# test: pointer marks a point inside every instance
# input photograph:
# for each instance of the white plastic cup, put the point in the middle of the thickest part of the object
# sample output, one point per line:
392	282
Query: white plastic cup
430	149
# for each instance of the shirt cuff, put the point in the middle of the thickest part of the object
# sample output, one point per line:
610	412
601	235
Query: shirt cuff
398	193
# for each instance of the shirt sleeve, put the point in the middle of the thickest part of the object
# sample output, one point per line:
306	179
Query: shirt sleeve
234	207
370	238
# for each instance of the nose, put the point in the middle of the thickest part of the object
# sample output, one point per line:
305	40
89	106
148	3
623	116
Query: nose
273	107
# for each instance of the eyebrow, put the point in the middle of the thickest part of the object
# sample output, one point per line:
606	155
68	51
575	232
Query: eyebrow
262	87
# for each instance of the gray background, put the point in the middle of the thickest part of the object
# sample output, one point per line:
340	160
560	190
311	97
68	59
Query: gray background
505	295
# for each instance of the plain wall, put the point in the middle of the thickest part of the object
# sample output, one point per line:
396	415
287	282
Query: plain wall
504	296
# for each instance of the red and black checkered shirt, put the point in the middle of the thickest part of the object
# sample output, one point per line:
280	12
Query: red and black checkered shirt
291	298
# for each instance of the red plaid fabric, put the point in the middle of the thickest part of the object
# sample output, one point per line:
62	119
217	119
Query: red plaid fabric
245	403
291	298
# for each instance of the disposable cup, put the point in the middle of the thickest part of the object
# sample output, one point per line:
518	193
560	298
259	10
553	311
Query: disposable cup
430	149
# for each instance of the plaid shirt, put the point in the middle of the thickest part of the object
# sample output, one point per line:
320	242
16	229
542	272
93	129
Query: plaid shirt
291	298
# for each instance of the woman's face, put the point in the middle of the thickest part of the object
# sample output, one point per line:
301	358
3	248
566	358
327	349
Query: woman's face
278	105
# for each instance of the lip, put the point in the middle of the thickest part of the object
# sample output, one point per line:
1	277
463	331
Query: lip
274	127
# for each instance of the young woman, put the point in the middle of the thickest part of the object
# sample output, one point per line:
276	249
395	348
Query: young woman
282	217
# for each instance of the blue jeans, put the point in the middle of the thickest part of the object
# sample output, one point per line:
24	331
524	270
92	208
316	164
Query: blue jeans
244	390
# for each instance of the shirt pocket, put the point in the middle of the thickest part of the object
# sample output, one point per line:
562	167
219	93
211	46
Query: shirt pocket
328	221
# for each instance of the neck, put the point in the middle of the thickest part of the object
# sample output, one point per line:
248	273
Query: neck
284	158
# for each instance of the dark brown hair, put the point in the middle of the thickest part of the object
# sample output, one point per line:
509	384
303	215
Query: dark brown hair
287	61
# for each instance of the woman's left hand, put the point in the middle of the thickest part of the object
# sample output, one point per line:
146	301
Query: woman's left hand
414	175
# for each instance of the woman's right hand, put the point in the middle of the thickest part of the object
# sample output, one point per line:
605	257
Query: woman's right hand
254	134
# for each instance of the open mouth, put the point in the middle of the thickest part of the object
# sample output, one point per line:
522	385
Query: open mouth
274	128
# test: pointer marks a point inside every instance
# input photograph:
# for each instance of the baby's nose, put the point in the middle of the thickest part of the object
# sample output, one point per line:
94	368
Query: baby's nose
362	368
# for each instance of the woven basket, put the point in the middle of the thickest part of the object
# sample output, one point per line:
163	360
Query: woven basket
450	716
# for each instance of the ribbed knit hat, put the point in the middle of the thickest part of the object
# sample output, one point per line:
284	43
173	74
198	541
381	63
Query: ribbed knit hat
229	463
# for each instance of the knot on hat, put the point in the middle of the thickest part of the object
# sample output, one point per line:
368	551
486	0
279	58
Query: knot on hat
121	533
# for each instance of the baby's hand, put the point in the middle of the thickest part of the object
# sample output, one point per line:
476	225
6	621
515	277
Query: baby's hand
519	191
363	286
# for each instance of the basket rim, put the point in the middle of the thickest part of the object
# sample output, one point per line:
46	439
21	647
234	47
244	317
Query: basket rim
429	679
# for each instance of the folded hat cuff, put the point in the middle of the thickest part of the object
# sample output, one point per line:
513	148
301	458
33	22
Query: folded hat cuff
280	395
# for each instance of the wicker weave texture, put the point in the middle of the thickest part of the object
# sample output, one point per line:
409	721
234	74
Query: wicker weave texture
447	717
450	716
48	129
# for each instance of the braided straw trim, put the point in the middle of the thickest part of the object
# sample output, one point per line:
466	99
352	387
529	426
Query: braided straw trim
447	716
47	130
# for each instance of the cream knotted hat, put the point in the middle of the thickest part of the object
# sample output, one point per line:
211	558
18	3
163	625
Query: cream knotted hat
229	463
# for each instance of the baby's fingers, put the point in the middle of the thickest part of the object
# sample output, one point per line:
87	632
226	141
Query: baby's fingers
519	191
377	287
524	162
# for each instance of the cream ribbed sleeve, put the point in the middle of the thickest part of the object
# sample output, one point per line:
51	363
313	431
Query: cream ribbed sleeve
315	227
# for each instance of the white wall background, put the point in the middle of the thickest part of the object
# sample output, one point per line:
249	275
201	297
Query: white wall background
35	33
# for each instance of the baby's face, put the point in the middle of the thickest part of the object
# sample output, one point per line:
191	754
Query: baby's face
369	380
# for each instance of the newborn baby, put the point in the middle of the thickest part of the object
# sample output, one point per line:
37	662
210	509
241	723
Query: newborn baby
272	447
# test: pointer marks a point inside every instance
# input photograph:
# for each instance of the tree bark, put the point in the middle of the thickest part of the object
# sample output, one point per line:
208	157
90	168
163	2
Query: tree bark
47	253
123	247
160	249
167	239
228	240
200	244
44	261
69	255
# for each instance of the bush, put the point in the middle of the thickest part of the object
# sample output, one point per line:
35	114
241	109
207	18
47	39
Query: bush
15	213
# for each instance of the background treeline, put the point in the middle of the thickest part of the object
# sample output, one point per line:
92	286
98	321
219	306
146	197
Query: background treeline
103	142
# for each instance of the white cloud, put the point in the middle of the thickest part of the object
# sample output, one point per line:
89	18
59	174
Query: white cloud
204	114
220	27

## GIVEN EXERCISE
Repeat the records exactly, including every line.

## WRITTEN ANSWER
# test: pointer marks a point inside every instance
# input photograph:
# for each instance of the white plastic cup, put the point in the middle of the thickest part of the object
# sample output, one point per line:
392	282
Query: white plastic cup
430	149
# for each instance of the shirt cuff, put the point in the middle of the thickest part of the object
# sample output, one point per line:
610	412
601	235
Query: shirt cuff
398	193
# for each instance of the shirt sleeve, put the point in the middle of the thickest part of the object
# sample output, one point per line:
306	179
Query: shirt sleeve
234	207
370	238
# for each instance of the nose, put the point in the middle of the thickest part of the object
# sample output, one point per line:
305	40
89	106
148	3
623	116
Query: nose
273	107
# for each instance of the eyebrow, put the point in the middle of the thickest part of the object
# sample output, one point per line:
606	155
68	51
575	232
Query: eyebrow
262	87
# for each instance of the gray background, put the point in the middle of the thickest part of the object
# sample output, one point per line:
340	160
560	190
311	97
68	59
Query: gray background
505	295
# for each instance of the plain wall, put the point in the middle of the thickest part of the object
# sample output, one point per line:
396	415
287	282
Query: plain wall
504	296
# for each instance of the red and black checkered shirt, put the point in the middle of the thickest part of the object
# sample output, one point per line:
280	12
Query: red and black checkered shirt
291	298
# for each instance of the red plaid fabric, put the point in the middle of the thickest part of the object
# sample output, one point per line:
62	119
217	119
Query: red plaid fabric
245	403
291	298
# for each instance of the disposable cup, put the point in the middle of the thickest part of the object
# sample output, one point per line:
518	193
560	298
259	10
553	311
Query: disposable cup
430	149
# for each instance of the plaid shirt, put the point in the middle of the thickest part of the object
# sample output, one point per line:
320	242
16	229
542	272
93	129
Query: plaid shirt
291	298
# for each instance of the woman's face, put the point in the middle of the thickest part of the object
# sample output, one point per line:
301	358
3	248
566	358
327	349
Query: woman's face
278	105
# for each instance of the lip, put the point in the middle of the thickest part of the object
# sample output, one point per line:
1	277
463	331
Query: lip
274	127
# for each instance of the young woman, put the point in the middle of the thickest part of the object
# sample output, one point per line:
276	249
395	348
Query: young woman
282	217
# for each instance of the blue jeans, put the point in the middle of the thickest part of the object
# sample output, one point per line:
24	331
524	270
92	208
316	164
Query: blue jeans
244	390
# for each instance of the shirt pocket, put the point in the middle of the thickest part of the object
# sample output, one point per line:
562	167
219	93
211	46
Query: shirt pocket
328	221
# for each instance of the neck, put the point in the middle of the thickest part of the object
# sample output, one point per line:
248	273
Query: neck
284	158
# for each instance of the dark brown hair, put the point in the middle of the thickest part of the object
# sample output, one point per line:
509	384
303	215
Query: dark brown hair
287	61
# for each instance of the woman's left hand, put the point in the middle of the thickest part of the object
# sample output, one point per line:
146	301
Query: woman's left hand
414	175
# for each instance of the woman's right hand, put the point in the middle of the thickest part of the object
# sample output, one point per line:
605	257
Query: woman's right hand
254	134
# for each instance of the open mouth, put the point in the middle of the thickest part of the object
# sample output, one point per line:
522	385
Query: open mouth
274	128
# test: pointer marks a point inside every instance
# input photograph:
# for each instance of the baby's nose, put the point in the middle of the thickest part of the object
# sample output, one point per line:
94	368
Query: baby's nose
362	368
# for each instance of the woven basket, put the point in the middle of the thickest part of the object
# sample output, one point per line:
163	360
Query: woven basket
450	716
# for each instance of the ribbed knit hat, put the point in the middle of the thickest part of the object
# sample output, one point per line:
284	43
173	74
198	541
381	63
Query: ribbed knit hat
229	463
# for each instance of the knot on hat, put the point in the middle of the thickest part of the object
# sample output, one point per line:
368	551
486	0
279	58
Query: knot on hat
121	533
# for each instance of the baby's hand, put the point in the middle of the thickest part of the object
# sample output, one point per line:
476	225
6	621
515	277
Query: baby's hand
519	191
363	286
# for each instance of the basket rim, put the point in the middle of the thickest part of the object
# sample output, one point per line:
46	439
21	647
234	47
244	317
Query: basket rim
429	679
# for each instance of the folded hat cuff, put the point in the middle of the thickest part of the object
# sample output, one point per line:
513	148
301	458
33	22
Query: folded hat cuff
280	395
# for each instance of the wicker weave texture, put the point in the middle of the thickest part of the object
# sample output, one point per line:
409	721
234	74
Query: wicker weave texture
447	717
450	716
48	129
# for each instance of the braided straw trim, put the point in the middle of the thickest part of the object
# sample output, one point per line:
466	99
352	387
529	426
Query: braided straw trim
447	716
47	130
# for each instance of the cream knotted hat, put the point in the middle of the thickest part of the object
# sample output, one point per line:
211	558
18	3
163	625
Query: cream knotted hat
229	463
# for each instance of the baby's fingers, put the point in the middle of the thickest part of the object
# sample output, one point per line:
87	632
226	141
Query: baby's fingers
519	191
377	287
524	162
# for each instance of the cream ribbed sleeve, put the point in the middle of the thickest part of the object
# sample output, one point per line:
51	363
313	431
Query: cream ribbed sleeve
315	227
# for each instance of the white wall background, put the point in the middle of the thickest part of the object
# sample output, one point per line:
249	275
201	297
Query: white wall background
35	33
# for each instance of the baby's face, put the point in the middle of the thickest part of the object
# sample output, one point per line:
191	754
Query: baby's face
369	380
# for each instance of the newborn baby, put the point in the middle of the thickest part of the object
# sample output, one point per line:
37	662
210	509
241	723
Query: newborn baby
272	447
# test: pointer marks a point inside every instance
# input photograph:
# for each instance of the tree bark, put the point in the middle of the thickest part of the object
# sample output, one point per line:
208	157
90	168
163	2
Query: tree bark
47	253
123	247
160	249
167	239
228	240
200	244
44	261
69	255
# for each instance of the bush, put the point in the middle of the thickest part of the object
# sample output, one point per line:
35	114
241	109
207	18
47	39
Query: bush
15	213
# for each instance of the background treeline, put the point in the middle of the thickest part of the object
# sample output, one point per line:
92	286
98	321
219	306
146	197
Query: background treeline
103	142
# for each instance of the white cloud, put the point in the middle of the thickest part of the object
# sample output, one point per line:
89	18
59	174
Query: white cloud
204	114
220	27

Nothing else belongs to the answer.